> What is required
Using the records below, output the stretch that opens with the line containing "row 45, one pair per line." and closes with the line containing "point_to reports the position of each instance of the small", exactly and including both lines, with nothing more.

> Input
------------------------
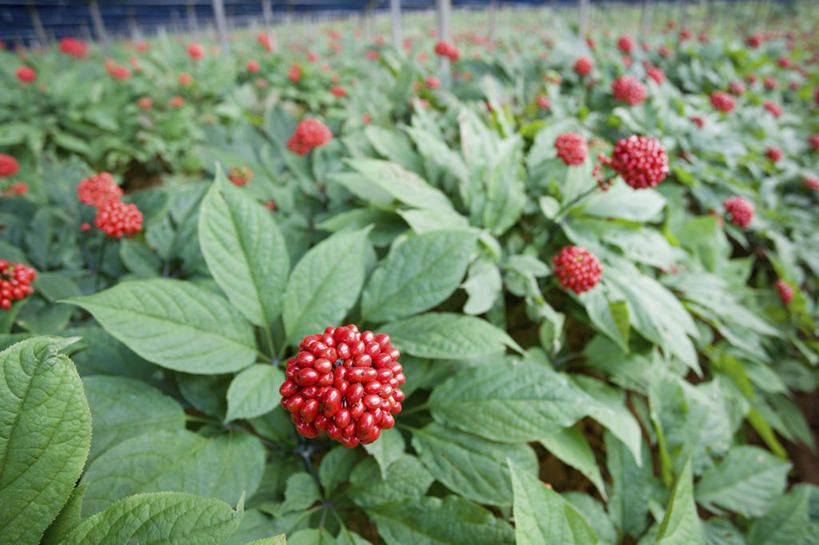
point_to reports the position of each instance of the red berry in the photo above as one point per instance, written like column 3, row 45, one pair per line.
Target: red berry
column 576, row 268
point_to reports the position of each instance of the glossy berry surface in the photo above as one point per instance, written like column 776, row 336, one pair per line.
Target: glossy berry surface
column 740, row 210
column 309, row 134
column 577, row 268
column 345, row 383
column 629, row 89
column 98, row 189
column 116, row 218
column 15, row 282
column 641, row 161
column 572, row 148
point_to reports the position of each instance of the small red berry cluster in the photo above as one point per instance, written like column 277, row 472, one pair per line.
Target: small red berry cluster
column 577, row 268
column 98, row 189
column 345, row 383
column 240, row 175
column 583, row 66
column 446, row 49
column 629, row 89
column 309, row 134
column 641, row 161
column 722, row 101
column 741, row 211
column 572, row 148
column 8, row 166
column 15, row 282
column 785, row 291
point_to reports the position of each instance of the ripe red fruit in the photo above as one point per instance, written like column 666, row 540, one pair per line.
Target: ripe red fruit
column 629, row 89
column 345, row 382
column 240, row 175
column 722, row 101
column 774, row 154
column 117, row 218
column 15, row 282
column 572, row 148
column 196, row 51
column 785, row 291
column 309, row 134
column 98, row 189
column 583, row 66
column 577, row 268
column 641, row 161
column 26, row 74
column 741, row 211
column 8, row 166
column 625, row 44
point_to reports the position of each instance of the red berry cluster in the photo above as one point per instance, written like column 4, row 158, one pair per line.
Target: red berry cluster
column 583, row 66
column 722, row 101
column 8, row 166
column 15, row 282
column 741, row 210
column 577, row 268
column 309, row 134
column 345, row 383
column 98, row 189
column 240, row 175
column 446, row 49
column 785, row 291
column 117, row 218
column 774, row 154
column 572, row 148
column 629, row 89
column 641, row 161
------------------------
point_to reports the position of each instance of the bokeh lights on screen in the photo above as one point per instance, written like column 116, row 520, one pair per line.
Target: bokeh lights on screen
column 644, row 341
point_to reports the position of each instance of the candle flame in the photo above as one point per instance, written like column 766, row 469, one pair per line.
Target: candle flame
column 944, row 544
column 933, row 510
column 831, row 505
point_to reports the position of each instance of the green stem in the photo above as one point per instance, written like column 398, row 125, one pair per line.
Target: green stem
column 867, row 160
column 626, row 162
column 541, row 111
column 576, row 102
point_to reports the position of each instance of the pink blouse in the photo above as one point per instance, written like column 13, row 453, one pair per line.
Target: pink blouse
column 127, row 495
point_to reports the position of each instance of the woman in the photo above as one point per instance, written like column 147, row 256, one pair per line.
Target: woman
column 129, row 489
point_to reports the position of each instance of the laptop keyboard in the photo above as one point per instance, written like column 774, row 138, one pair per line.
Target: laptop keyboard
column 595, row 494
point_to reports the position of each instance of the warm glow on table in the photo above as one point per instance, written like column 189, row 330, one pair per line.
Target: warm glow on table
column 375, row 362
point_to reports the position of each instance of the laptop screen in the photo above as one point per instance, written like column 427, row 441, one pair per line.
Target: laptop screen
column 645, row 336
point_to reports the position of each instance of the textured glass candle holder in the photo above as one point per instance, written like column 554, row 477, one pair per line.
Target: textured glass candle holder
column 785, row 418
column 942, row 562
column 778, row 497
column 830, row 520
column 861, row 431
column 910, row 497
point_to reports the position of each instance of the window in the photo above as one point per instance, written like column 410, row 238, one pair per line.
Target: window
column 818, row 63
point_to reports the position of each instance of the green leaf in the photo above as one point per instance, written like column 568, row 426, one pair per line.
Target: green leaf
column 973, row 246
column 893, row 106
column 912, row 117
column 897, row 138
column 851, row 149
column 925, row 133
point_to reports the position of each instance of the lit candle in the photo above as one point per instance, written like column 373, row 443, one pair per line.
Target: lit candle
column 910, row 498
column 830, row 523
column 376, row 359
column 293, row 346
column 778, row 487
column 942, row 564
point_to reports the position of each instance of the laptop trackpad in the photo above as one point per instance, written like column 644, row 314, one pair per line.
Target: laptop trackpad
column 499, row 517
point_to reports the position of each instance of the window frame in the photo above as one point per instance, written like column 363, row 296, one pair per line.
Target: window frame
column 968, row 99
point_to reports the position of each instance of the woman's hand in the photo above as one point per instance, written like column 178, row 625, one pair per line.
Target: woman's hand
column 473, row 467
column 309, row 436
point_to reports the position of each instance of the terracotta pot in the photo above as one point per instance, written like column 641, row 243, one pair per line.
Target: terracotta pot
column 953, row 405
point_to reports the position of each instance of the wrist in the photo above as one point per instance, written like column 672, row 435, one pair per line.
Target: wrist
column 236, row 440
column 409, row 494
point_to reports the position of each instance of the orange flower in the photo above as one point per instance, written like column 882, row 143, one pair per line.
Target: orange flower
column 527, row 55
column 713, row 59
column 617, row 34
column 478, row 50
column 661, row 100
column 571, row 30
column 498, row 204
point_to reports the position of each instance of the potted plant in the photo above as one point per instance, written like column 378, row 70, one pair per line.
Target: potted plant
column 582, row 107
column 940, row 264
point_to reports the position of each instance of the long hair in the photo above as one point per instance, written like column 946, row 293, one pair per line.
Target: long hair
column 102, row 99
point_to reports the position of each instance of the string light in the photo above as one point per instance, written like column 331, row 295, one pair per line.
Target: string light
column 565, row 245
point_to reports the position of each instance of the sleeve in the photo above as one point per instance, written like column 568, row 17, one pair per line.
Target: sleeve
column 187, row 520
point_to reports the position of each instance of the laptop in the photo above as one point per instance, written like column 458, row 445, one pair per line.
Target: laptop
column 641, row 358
------------------------
> Result of the task
point_to reports the position of each instance of the red berry in the photo above as one point per instance, written like column 3, row 45, one pair per line.
Target: red berry
column 576, row 268
point_to reports the position of each instance of the glossy berry surface in the photo above as one point per instance, written like column 776, row 336, one pair per line.
Target: glossy berry surface
column 740, row 210
column 309, row 134
column 577, row 268
column 345, row 383
column 629, row 89
column 98, row 189
column 116, row 218
column 15, row 282
column 641, row 161
column 572, row 148
point_to reports the position of each instance of the small red berry cluster in the photo above as one point per instance, written like column 277, row 472, one pair per line.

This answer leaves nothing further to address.